Page extract —
# What's your Holy Shrine (Composer?, Music Hall? etc.)l



## gustavdimitri

I am sure a lot of TC members have places they absolutely have to visit before they die... 

For me that was in the first place the graveside of Dmitri Shostakovich at the Novodevitsji graveyard in Moscow ...:










Secondly it was the graveside of Gustav Mahler at the Grinzinger graveyard in Vienna ...:










And thirdly the Mahler composing hut in Toblach, now Italy ...:










What are your holy places? Show them here please!!


----------



## Pugg

​
The last resting place of Dame Joan Sutherland in Switzerland.


----------



## SiegendesLicht

Nice thread topic 

Mine is Richard Wagner's Festspielhaus in Bayreuth - no matter how much its current management is trying to desecrate it

















and the grave of the man who remains my first and greatest classical love even if I am not listening to his music as much as I used to.









There is no inscription on that grave, but of course everyone who makes a pilgrimage to Bayreuth knows who exactly lies there.

Things to do —
A. According to the forum thread on classical music's holy places, at which graveyard in Vienna is Gustav Mahler buried?
B. Reproduce the forum thread on classical music's holy places, taking everything from "# What's your" down to "before they die...".
C. Pick up the forum thread on classical music's holy places after its last sentence and keep it going.

Excerpted data —

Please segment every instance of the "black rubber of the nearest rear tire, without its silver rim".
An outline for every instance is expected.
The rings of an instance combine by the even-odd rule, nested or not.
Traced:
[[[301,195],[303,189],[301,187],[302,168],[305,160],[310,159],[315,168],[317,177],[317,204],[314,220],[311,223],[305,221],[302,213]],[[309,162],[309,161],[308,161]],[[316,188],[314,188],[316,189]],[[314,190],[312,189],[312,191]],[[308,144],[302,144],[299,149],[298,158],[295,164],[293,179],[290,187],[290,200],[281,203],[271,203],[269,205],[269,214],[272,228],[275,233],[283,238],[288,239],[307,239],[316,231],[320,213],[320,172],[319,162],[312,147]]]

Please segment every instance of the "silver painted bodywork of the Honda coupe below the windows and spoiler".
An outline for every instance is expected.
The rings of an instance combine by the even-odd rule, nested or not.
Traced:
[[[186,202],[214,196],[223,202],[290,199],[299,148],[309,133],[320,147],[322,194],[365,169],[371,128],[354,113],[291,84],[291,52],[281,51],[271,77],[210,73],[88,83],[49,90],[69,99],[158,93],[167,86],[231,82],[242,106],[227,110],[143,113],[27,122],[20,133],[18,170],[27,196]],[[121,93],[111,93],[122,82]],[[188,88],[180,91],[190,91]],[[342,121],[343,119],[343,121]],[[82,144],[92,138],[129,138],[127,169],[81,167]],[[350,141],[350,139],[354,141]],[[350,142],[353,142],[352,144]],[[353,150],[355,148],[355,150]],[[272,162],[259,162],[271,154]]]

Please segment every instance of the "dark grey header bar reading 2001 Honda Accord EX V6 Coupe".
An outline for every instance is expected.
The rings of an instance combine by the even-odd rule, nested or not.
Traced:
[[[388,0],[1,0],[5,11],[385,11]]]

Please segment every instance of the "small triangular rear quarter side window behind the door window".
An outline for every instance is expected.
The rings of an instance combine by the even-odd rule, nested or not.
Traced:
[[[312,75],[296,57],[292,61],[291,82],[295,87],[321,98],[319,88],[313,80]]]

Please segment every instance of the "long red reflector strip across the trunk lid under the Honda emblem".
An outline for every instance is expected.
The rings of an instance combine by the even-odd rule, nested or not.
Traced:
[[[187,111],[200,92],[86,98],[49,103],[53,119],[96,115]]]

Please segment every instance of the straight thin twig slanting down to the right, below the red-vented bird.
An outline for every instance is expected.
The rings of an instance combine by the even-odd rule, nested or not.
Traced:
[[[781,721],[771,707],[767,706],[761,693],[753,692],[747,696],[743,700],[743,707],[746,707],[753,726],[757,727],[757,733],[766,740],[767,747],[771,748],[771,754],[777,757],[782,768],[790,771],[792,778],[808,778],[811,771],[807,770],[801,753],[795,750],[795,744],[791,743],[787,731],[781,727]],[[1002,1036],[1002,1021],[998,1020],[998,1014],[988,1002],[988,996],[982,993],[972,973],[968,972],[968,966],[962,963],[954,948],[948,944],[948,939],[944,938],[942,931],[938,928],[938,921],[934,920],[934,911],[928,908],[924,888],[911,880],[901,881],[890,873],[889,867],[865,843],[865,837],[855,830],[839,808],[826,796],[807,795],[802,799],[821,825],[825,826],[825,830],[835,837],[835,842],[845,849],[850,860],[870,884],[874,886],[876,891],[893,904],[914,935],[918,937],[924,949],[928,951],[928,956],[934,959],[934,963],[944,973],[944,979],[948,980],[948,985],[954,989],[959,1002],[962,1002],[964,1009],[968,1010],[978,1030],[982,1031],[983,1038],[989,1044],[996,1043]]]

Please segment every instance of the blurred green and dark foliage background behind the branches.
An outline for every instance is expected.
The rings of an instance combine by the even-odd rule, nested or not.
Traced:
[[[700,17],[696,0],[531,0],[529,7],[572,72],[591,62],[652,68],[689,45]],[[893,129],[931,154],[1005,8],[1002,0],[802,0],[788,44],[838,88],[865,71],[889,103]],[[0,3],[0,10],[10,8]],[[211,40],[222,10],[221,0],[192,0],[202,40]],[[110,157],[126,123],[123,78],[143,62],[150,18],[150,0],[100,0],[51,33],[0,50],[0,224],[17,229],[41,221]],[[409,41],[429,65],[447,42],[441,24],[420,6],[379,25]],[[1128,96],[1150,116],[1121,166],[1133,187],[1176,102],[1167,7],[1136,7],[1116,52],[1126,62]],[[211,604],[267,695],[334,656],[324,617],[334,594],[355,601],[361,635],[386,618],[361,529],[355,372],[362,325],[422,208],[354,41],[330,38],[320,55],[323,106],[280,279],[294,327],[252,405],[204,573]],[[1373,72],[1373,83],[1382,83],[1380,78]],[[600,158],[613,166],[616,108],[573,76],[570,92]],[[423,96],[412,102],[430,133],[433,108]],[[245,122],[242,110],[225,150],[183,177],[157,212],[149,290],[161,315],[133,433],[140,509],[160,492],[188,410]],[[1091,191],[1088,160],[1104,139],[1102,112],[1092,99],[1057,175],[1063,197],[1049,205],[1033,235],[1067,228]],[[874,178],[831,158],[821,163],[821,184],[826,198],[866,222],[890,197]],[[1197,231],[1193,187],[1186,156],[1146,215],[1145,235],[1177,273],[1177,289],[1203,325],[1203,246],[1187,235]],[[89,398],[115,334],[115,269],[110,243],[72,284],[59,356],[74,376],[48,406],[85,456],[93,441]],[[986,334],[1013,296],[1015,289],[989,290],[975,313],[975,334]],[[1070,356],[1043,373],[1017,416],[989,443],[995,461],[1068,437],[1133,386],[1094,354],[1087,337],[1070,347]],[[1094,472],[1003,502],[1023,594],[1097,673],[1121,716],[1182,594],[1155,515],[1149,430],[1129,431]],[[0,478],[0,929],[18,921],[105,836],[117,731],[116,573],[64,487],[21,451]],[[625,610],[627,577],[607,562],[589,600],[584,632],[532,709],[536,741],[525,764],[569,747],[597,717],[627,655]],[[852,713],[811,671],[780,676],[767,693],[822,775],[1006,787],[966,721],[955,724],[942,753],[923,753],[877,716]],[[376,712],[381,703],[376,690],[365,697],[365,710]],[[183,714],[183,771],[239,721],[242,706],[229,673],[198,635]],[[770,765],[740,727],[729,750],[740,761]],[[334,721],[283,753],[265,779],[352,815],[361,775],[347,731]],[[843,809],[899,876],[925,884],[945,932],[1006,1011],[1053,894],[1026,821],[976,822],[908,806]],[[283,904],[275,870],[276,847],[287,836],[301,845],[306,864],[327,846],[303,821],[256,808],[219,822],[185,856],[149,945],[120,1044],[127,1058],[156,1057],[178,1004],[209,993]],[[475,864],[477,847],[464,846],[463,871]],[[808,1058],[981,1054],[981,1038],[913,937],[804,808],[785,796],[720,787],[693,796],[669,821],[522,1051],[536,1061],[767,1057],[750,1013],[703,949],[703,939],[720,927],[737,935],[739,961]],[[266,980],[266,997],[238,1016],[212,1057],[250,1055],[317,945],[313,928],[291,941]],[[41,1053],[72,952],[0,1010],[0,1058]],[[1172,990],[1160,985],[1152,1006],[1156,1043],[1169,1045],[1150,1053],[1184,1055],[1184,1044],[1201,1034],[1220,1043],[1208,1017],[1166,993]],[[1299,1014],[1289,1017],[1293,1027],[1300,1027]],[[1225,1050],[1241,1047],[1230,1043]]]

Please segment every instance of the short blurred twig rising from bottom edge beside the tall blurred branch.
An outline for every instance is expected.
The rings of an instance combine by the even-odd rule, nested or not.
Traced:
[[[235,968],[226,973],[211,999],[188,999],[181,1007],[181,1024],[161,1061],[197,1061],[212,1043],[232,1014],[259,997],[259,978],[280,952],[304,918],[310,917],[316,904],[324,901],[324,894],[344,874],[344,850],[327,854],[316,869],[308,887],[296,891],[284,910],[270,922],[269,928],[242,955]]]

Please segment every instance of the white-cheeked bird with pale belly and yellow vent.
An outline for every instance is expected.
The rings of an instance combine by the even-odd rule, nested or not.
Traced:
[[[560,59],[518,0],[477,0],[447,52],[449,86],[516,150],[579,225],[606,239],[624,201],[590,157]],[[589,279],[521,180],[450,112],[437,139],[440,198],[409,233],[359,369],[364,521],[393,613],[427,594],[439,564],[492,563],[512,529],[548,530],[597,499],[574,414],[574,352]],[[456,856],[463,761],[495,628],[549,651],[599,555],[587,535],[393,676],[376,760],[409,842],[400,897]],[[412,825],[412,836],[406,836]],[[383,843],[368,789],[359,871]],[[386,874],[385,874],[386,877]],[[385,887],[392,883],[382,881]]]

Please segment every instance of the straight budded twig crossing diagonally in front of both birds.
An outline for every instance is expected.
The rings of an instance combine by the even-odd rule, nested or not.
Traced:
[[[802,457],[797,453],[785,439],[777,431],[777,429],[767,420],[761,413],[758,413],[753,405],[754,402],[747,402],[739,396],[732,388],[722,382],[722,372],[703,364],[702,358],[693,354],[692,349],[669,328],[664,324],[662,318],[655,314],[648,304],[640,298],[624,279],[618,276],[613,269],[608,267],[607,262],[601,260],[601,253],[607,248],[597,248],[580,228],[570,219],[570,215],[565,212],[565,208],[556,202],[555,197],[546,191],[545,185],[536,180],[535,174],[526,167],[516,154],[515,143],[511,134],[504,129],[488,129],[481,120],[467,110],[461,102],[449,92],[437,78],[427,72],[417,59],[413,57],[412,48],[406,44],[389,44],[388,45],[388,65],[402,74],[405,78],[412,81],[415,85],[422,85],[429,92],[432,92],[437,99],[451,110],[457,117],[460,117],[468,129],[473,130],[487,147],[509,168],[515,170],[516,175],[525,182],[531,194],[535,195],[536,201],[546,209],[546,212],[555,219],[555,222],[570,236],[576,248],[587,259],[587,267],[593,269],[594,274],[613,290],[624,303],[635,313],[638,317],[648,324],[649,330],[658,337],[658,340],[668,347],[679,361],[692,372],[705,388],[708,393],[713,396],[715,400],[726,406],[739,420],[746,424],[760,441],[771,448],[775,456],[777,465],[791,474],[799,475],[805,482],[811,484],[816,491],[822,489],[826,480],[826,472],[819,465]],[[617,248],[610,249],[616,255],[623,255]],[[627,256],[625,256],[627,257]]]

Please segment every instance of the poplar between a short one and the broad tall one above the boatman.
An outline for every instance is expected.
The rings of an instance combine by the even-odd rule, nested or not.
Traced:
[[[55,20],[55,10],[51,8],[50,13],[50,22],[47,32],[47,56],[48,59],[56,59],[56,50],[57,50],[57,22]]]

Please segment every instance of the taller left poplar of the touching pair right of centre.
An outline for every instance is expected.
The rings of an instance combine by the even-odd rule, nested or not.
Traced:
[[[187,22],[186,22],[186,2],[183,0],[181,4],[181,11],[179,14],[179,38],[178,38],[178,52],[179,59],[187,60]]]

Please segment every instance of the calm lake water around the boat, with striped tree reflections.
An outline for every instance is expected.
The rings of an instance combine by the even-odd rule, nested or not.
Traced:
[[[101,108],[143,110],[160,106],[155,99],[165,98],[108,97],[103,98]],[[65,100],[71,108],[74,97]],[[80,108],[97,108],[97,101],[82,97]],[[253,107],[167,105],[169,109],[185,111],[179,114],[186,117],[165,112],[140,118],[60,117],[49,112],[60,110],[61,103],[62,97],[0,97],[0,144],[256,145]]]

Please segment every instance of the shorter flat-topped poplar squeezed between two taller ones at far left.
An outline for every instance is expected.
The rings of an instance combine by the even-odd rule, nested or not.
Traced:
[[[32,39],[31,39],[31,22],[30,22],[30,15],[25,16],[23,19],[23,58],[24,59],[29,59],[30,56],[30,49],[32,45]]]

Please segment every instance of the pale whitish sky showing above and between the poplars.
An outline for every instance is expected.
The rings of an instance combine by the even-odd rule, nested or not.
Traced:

Response list —
A. The Grinzinger graveyard.

B.
# What's your Holy Shrine (Composer?, Music Hall? etc.)l



## gustavdimitri

I am sure a lot of TC members have places they absolutely have to visit before they die...

C.
----------



## gustavdimitri

'I wish I could score everything for horns...'
Richard Wagner


----------



## SiegendesLicht

gustavdimitri said:


> 'I wish I could score everything for horns...'
> Richard Wagner


I wish he did just that  I love Wagner's brass. And Mahler's brass too for that matter.


----------



## gustavdimitri

SiegendesLicht said:


> I wish he did just that  I love Wagner's brass. And Mahler's brass too for that matter.


Hear hear, apart from mayby Brahms and Bruckner sometimes..., I know no other composers who make use of the brass the way they do!


----------



## newyorkconversation

Having grown up in Boston, Symphony Hall was our Mecca of classical music. 

I returned last year for an unrelated event and attended a BSO performance (Terry Riley and Elgar). The acoustics are wonderful and it had many childhood and family associations. Very special feeling. I will be back - returning in February this season and planning to repeat each year.

Given that Boston's Symphony Hall is supposed to be a fairly faithful copy of the Vienna Musikverein I hope to see the original some time as well!

Meanwhile, although it's always fun to visit Lincoln Center, I have no such affection for David Geffen Hall.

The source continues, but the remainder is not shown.